Pointing dataset excerpts
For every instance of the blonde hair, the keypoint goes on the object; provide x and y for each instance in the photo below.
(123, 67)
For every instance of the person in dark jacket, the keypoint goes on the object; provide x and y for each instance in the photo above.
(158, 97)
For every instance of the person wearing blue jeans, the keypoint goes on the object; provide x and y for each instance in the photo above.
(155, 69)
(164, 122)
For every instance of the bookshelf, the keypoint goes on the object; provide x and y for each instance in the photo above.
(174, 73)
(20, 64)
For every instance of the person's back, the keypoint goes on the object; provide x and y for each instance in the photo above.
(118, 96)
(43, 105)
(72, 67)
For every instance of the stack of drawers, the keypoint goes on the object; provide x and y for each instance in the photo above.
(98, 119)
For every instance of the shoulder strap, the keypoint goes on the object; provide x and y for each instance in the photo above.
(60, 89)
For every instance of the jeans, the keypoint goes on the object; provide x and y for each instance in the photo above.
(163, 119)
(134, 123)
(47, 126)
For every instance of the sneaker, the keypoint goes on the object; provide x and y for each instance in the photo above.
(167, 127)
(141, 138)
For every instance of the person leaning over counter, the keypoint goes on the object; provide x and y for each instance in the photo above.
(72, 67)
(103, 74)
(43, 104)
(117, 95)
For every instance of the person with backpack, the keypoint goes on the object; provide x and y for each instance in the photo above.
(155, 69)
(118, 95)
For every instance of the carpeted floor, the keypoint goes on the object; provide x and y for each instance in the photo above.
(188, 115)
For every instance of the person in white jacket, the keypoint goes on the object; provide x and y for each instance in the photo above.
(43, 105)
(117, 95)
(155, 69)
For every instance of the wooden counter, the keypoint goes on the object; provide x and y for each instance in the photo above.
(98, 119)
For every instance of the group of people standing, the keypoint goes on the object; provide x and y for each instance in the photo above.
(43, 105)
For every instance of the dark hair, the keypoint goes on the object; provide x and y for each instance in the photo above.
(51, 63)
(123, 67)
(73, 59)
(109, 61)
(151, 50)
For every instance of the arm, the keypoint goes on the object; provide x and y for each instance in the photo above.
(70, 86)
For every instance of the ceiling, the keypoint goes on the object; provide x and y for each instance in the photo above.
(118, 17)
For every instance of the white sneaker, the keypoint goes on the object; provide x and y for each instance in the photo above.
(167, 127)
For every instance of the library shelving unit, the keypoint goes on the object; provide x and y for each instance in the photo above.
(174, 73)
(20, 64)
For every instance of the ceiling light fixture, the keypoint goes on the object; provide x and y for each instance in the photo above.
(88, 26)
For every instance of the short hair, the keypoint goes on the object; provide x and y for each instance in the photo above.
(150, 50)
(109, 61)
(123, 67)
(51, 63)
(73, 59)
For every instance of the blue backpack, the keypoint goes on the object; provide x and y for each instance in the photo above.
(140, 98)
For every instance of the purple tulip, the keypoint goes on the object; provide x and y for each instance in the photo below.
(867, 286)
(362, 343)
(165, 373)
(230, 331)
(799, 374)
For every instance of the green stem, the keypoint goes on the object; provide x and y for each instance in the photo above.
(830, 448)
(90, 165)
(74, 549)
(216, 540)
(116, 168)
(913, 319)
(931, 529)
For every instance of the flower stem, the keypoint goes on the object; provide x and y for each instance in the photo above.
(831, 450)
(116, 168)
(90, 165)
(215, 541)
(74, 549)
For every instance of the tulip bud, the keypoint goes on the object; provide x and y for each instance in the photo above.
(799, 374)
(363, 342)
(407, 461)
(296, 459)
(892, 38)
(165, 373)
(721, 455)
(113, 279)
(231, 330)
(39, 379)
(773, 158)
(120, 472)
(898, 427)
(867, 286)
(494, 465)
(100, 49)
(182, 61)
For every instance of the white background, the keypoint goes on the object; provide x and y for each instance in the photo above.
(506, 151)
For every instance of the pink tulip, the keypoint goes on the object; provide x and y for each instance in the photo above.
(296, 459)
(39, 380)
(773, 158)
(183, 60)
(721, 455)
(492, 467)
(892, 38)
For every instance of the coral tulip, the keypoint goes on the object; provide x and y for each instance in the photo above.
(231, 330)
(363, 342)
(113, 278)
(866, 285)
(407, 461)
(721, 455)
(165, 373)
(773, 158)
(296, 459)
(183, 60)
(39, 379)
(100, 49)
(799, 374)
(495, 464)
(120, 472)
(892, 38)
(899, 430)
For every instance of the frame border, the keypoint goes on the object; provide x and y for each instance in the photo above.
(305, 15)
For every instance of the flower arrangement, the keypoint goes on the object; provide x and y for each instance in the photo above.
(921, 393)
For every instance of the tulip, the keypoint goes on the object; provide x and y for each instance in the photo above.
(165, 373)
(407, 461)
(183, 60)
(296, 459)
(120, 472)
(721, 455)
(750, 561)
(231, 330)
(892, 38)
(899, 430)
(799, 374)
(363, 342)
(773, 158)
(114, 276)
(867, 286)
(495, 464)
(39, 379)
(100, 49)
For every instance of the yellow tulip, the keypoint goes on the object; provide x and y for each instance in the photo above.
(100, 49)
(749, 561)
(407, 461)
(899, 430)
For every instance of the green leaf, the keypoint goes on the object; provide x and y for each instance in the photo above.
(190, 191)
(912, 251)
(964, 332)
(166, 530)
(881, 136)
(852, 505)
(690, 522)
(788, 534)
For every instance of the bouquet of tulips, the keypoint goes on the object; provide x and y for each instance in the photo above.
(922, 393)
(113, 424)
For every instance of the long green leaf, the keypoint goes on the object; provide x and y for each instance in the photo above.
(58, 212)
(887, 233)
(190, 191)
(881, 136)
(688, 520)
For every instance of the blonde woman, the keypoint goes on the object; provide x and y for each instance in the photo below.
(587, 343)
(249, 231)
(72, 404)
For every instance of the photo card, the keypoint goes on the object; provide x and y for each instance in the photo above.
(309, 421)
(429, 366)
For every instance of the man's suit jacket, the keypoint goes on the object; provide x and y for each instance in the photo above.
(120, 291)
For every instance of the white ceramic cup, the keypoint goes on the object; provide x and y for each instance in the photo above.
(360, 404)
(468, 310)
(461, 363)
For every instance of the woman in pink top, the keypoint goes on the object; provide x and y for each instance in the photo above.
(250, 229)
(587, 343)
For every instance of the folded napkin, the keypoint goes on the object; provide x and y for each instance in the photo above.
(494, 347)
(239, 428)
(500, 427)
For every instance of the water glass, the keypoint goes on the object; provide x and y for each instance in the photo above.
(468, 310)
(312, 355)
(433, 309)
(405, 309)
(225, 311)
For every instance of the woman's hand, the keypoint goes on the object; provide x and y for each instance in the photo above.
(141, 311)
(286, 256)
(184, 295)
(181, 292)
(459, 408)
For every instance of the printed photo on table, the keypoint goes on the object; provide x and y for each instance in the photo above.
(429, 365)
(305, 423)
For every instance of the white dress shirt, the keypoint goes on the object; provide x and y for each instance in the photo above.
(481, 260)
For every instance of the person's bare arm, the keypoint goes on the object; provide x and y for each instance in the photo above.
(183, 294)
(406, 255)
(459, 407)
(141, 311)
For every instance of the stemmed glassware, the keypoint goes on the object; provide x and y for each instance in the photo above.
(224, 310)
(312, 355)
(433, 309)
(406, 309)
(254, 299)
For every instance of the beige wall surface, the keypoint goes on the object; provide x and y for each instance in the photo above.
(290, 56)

Task: Return all of the data exactly as it reads.

Exercise solution:
For every instance of the blonde hair, the keypoint goes on the object; provide x and y for each instance in the photo below.
(123, 67)
For every instance of the person in dark jacket, the keypoint goes on the object; provide x and y for each instance in the photo above.
(158, 97)
For every instance of the person wearing blue jeans, the keypoint goes on the object; provide x and y for each instance in the photo above.
(155, 69)
(164, 122)
For every instance of the bookshelf, the keypoint goes on the object; provide x and y for each instance in the photo above.
(174, 73)
(20, 64)
For every instance of the person's back, the keypoint goes on the object; provide x and y for each instance in the photo above.
(118, 96)
(43, 105)
(72, 67)
For every instance of the stack of drawers, the keypoint goes on the object; provide x and y for each instance in the photo above.
(98, 119)
For every instance of the shoulder strap, the keypoint goes on the object; provide x and y for each instance in the photo above.
(60, 89)
For every instance of the jeans, the keypoint goes on the object; provide x and y for each instance in the photo above.
(163, 119)
(134, 123)
(47, 126)
For every instance of the sneaker, the keypoint goes on the object; provide x and y for each instance in the photo above.
(167, 127)
(141, 138)
For every instance of the person leaning over counter, the keypoint goes on the object; provide x and y for each instance in the photo above.
(72, 67)
(103, 74)
(43, 104)
(117, 95)
For every instance of the person with backpack, the keypoint goes on the object; provide x and y for each instance in the photo above.
(155, 69)
(118, 95)
For every instance of the carpeted floor, the keypoint goes on the object; provide x and y for each instance in the photo above.
(188, 115)
For every instance of the person in white jacket, the keypoint goes on the object; provide x and y for each instance in the photo above.
(43, 105)
(117, 95)
(155, 69)
For every instance of the wooden counter, the keypoint goes on the object; provide x and y for each instance in the photo above.
(98, 119)
For every instance of the group of people standing, the keypoint goes on the object; provide x and y for each instance in the photo above.
(43, 105)
For every instance of the dark hair, the keypoint goes on the object; provide x and y for each instance in the photo above.
(51, 63)
(123, 67)
(73, 59)
(109, 61)
(151, 50)
For every instance of the arm, the keypoint goes on the object; provide x and y for each instance in the photo above.
(70, 86)
For every instance of the ceiling, the keypoint goes on the object; provide x and y for each instance in the photo above.
(118, 17)
For every instance of the white sneaker, the keypoint goes on the object; provide x and y for each instance in the photo above.
(167, 127)
For every instance of the library shelving unit, the keypoint goes on the object; provide x and y for each instance in the photo above.
(174, 73)
(20, 64)
For every instance of the ceiling light fixture, the keypoint goes on the object; provide x and y for each instance in the photo above.
(88, 26)
For every instance of the short hair, the keypoint goes on the object; provide x and y for each instance in the photo above.
(150, 50)
(109, 61)
(123, 67)
(51, 63)
(73, 59)
For every instance of the blue backpack, the keypoint goes on the object; provide x and y for each instance in the photo above.
(140, 98)
For every instance of the purple tulip, the keypoint goes on the object; provide x and y for each instance in the photo below.
(867, 286)
(362, 343)
(165, 373)
(230, 331)
(799, 374)
For every instance of the green stem, the keypoint goes on the object; provide x and y for each instance in the photo above.
(830, 448)
(90, 165)
(74, 549)
(216, 540)
(116, 168)
(913, 319)
(931, 529)
For every instance of the flower stem, the keypoint goes on the object; provide x and y for each instance in the photo above.
(831, 450)
(116, 168)
(90, 165)
(215, 541)
(74, 549)
For every instance of the tulip bud, the keypoint goes on the object; provide x and y for each instance in the photo above.
(799, 374)
(363, 342)
(407, 461)
(296, 459)
(892, 38)
(165, 373)
(721, 455)
(113, 279)
(231, 330)
(39, 379)
(773, 158)
(120, 472)
(898, 427)
(867, 286)
(494, 465)
(100, 49)
(182, 61)
For every instance of the white background, the keypoint goes on the object; provide x and y for each instance in the photo above.
(506, 151)
For every instance of the pink tulip, the keypoint goes on the object; provide x and y for each instance in the photo above.
(296, 459)
(39, 380)
(773, 158)
(183, 60)
(721, 455)
(492, 467)
(892, 38)
For every instance of the coral tulip, the keypoint goes on the object; provide x and y for each instance in the photo above.
(231, 330)
(363, 342)
(113, 278)
(866, 285)
(407, 461)
(721, 455)
(165, 373)
(773, 158)
(296, 459)
(183, 60)
(39, 379)
(100, 49)
(799, 374)
(495, 464)
(120, 472)
(892, 38)
(899, 430)
For every instance of the frame border, the keypoint goes on the object; provide x and y for each instance in the photo above.
(305, 15)
For every instance of the flower arrangement, the keypoint goes on the object; provide x and y for each instance in the photo above.
(921, 393)
For every instance of the tulip, the keypoint goes on the object; provide x and y for each instance in the photo above.
(165, 373)
(407, 461)
(183, 60)
(296, 459)
(120, 472)
(721, 455)
(750, 561)
(231, 330)
(892, 38)
(899, 430)
(799, 374)
(363, 342)
(773, 158)
(114, 276)
(867, 286)
(495, 464)
(39, 379)
(100, 49)
For every instance of the yellow tulip, the keypoint goes on the object; provide x and y for each instance in the photo above.
(100, 49)
(749, 561)
(407, 461)
(899, 430)
For every instance of the green leaf, the keypoint goes on the object; provide x and y for each instance in the photo above.
(190, 191)
(912, 251)
(964, 332)
(166, 530)
(881, 136)
(852, 505)
(690, 522)
(788, 534)
For every instance of the bouquet of tulips, the keypoint goes on the object; provide x and y for each instance in the photo above.
(922, 393)
(113, 424)
For every instance of the long green leaf, the keypoint goes on the object; provide x and y for each instance in the photo above.
(58, 212)
(887, 233)
(190, 191)
(881, 136)
(688, 520)
For every instance of the blonde woman, the keypoint goes on the object; provide x and y for each instance in the photo below.
(587, 343)
(249, 231)
(72, 404)
For every instance of the photo card, the keypoint goes on the object; provide x and y for each instance in the photo above.
(309, 421)
(429, 366)
For every instance of the man's suit jacket, the keypoint goes on the object; provide x and y for each instance in the photo above.
(120, 291)
For every instance of the white ceramic cup, the keypoint goes on the object; provide x and y for each instance in the photo above.
(360, 404)
(468, 310)
(461, 363)
For every instance of the woman in pink top, the keypoint goes on the object; provide x and y for each instance in the photo above.
(250, 229)
(587, 343)
For every instance of the folded napkin, the keypoint goes on the object; provide x and y for each instance in the photo above.
(494, 347)
(239, 428)
(500, 427)
For every instance of the water glass, the keypoint goes on the object; provide x and y for each instance in the photo above.
(468, 310)
(312, 355)
(433, 309)
(405, 309)
(225, 311)
For every instance of the woman's hand, the keypoint goes on the object; provide x and y for each instance in the photo above.
(141, 311)
(286, 256)
(184, 295)
(181, 292)
(459, 408)
For every instance of the printed photo on table, the keypoint goes on the object; provide x and y for each instance in the photo above.
(429, 365)
(305, 423)
For every instance of the white dress shirt, the keypoint goes on the object; provide x and y for each instance in the photo above.
(481, 260)
For every instance of the person's bare arm, the keypoint goes on the object; provide x and y for each instance in the photo above.
(183, 294)
(406, 255)
(459, 407)
(141, 311)
For every instance of the stemmed glassware, the keypoint goes on the object; provide x and y for each instance in the photo above.
(224, 310)
(312, 355)
(433, 309)
(406, 309)
(254, 299)
For every instance of the beige wall surface, the keypoint goes on the object; provide x and y for each instance in the photo above.
(290, 56)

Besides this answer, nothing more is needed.